MATERIAL SUPPLIED section start

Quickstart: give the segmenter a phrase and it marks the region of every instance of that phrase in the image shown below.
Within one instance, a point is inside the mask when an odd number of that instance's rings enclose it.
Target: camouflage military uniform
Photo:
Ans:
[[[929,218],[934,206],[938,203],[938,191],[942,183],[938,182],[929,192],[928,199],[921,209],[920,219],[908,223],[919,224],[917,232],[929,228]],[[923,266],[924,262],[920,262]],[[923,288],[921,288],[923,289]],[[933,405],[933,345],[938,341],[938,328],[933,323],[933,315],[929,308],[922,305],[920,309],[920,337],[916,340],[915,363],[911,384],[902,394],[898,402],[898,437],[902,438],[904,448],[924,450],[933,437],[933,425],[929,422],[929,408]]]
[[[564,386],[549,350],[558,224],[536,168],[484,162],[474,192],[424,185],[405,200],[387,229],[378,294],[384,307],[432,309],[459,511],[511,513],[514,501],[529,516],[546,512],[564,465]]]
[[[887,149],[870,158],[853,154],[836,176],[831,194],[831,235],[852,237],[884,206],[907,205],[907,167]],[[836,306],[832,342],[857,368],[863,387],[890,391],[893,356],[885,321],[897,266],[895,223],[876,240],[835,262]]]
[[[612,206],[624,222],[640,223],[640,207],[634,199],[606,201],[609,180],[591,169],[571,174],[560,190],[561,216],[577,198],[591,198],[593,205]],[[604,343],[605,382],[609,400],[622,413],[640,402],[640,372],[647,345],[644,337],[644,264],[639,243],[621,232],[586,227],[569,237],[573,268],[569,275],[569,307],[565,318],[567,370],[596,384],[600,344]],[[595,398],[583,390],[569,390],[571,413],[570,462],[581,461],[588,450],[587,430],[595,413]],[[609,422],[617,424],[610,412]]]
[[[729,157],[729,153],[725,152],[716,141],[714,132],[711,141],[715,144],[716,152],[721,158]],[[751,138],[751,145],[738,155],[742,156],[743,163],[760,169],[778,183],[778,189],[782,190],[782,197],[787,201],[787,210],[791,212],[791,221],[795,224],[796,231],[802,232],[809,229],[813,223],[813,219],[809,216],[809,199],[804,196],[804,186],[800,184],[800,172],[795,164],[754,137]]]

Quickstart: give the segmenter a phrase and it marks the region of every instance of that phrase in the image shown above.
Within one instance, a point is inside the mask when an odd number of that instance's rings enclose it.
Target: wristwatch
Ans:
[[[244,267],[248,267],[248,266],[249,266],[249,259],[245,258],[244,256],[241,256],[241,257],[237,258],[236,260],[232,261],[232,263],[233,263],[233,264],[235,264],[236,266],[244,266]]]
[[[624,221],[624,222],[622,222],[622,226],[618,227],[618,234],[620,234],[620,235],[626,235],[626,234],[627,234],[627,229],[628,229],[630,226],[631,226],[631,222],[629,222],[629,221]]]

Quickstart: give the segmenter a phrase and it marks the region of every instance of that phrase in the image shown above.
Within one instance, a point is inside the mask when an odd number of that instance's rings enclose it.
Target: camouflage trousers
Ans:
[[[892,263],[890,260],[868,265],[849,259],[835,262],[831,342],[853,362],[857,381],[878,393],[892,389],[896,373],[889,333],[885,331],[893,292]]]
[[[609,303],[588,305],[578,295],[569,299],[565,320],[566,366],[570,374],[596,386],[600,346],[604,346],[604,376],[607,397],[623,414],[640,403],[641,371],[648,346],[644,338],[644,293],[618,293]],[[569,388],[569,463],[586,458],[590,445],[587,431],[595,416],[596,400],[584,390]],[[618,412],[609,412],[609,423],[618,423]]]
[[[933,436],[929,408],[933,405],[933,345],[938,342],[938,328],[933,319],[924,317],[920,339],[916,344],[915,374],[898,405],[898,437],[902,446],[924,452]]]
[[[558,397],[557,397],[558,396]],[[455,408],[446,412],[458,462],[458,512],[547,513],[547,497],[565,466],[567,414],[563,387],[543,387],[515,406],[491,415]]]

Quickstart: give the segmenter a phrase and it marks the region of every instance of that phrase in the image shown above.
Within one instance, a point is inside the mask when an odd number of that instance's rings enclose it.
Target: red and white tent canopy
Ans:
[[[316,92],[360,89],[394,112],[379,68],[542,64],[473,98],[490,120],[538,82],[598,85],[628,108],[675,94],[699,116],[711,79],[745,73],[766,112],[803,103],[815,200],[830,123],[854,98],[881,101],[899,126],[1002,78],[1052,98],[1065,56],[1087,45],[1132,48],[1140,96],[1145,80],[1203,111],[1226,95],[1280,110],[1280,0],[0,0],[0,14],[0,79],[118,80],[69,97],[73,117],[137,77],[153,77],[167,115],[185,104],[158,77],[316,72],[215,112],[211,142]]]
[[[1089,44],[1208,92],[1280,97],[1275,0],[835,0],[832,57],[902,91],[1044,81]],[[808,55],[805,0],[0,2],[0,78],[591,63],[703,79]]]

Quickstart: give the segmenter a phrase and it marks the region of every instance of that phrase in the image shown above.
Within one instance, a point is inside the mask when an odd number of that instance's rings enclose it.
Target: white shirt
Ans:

MATERIAL SUPPLIED section end

* WHAT IS EXPECTED
An exact copy of the listing above is what is wanted.

* TASK ANSWER
Quickstart: give the segmenter a phrase and it marks the region of every instance of that phrase in the image shown below.
Within one instance, a point is inside the mask when an odd number of that instance's rings enclose it.
Target: camouflage military uniform
Photo:
Ans:
[[[929,218],[934,206],[938,203],[938,191],[942,183],[938,182],[929,192],[928,199],[921,209],[920,219],[908,223],[919,224],[917,232],[929,228]],[[923,266],[924,262],[920,262]],[[923,288],[921,288],[923,289]],[[933,405],[933,345],[938,341],[938,328],[933,323],[933,315],[929,308],[922,305],[920,309],[920,337],[916,340],[915,363],[911,384],[902,394],[898,402],[898,437],[902,438],[904,448],[924,450],[933,437],[933,425],[929,422],[929,408]]]
[[[564,386],[549,350],[558,224],[536,168],[484,162],[474,192],[424,185],[405,200],[387,229],[378,294],[384,307],[432,309],[459,511],[511,513],[514,501],[529,516],[546,512],[564,465]]]
[[[887,149],[870,158],[853,154],[836,176],[831,194],[831,235],[852,237],[884,206],[907,205],[907,167]],[[836,306],[832,342],[857,368],[863,387],[890,391],[893,356],[885,321],[897,266],[895,223],[876,240],[835,262]]]
[[[612,206],[624,222],[640,223],[640,207],[634,199],[606,201],[609,180],[591,169],[571,174],[560,190],[561,216],[577,198],[591,198],[593,205]],[[604,343],[605,382],[609,400],[622,413],[640,402],[640,372],[647,345],[644,337],[644,264],[639,243],[621,232],[586,227],[569,237],[573,268],[569,275],[569,307],[565,318],[567,370],[596,384],[600,344]],[[595,398],[583,390],[569,390],[571,413],[570,462],[581,461],[588,450],[587,430],[595,413]],[[609,422],[617,424],[610,412]]]
[[[729,157],[729,153],[725,152],[716,141],[714,132],[711,141],[715,144],[716,152],[721,158]],[[751,138],[751,145],[738,155],[742,156],[743,163],[760,169],[778,183],[778,189],[782,190],[782,197],[787,201],[787,210],[791,212],[791,221],[795,224],[796,231],[802,232],[809,229],[813,223],[813,219],[809,216],[809,199],[804,196],[804,186],[800,184],[800,172],[795,164],[754,137]]]

Quickstart: give the segmenter a phrase and it marks the region of every instance of that phrase in the image shown above.
Within one instance, a point is inside the mask when an odd number of that instance's rings enclose it.
Target: wristwatch
Ans:
[[[244,267],[248,267],[248,266],[249,266],[249,259],[245,258],[244,256],[241,256],[241,257],[237,258],[236,260],[232,261],[232,263],[233,263],[233,264],[235,264],[236,266],[244,266]]]
[[[624,221],[624,222],[622,222],[622,226],[618,227],[618,234],[620,234],[620,235],[626,235],[626,234],[627,234],[627,229],[628,229],[630,226],[631,226],[631,222],[629,222],[629,221]]]

Quickstart: give the segmenter a phrase and it marks the region of every instance of that phrase in the image shown above.
Within one instance, a point is inside the mask when an odd number of that instance's rings enclose it.
Target: camouflage trousers
Ans:
[[[892,263],[890,260],[868,265],[849,259],[835,262],[831,342],[853,362],[857,381],[878,393],[892,389],[896,373],[889,333],[885,331],[893,292]]]
[[[609,303],[588,305],[578,295],[569,299],[565,320],[566,366],[570,374],[596,386],[600,346],[604,346],[604,376],[607,397],[623,414],[640,403],[641,371],[648,346],[644,338],[644,293],[618,293]],[[569,388],[569,463],[586,458],[590,445],[587,431],[595,416],[596,400],[584,390]],[[618,412],[609,412],[609,423],[618,423]]]
[[[933,436],[929,408],[933,405],[933,345],[938,342],[938,328],[933,319],[924,317],[920,339],[916,344],[915,374],[898,405],[898,437],[902,446],[924,452]]]
[[[558,397],[557,397],[558,396]],[[455,408],[446,412],[458,462],[458,512],[547,513],[547,497],[565,466],[567,414],[563,387],[543,387],[515,406],[491,415]]]

Quickstart: give the segmenter a phrase and it marks the region of every instance of that phrase in the image shown above.
Within one instance, a point is inside the mask when an odd number of that instance's rings enclose it.
Target: red and white tent canopy
Ans:
[[[316,92],[360,89],[394,112],[379,68],[542,64],[473,98],[490,120],[538,82],[598,85],[628,108],[675,94],[699,116],[711,79],[745,73],[766,112],[803,103],[815,200],[830,123],[854,98],[881,101],[899,126],[1002,78],[1052,98],[1065,56],[1087,45],[1132,48],[1140,96],[1145,80],[1203,111],[1226,95],[1280,110],[1280,0],[0,0],[0,14],[0,79],[118,80],[69,97],[73,117],[137,77],[153,77],[167,115],[185,104],[158,77],[316,72],[215,112],[211,142]]]
[[[1089,44],[1208,92],[1280,97],[1275,0],[835,0],[832,57],[902,91],[1044,81]],[[808,55],[805,0],[0,2],[0,78],[591,63],[703,79]]]

Quickstart: give the segmenter a phrase and it marks the region of every instance of that phrase in the image shown above.
Within one instance, a point is inside the mask when an odd number of that instance's rings enclose it.
Target: white shirt
Ans:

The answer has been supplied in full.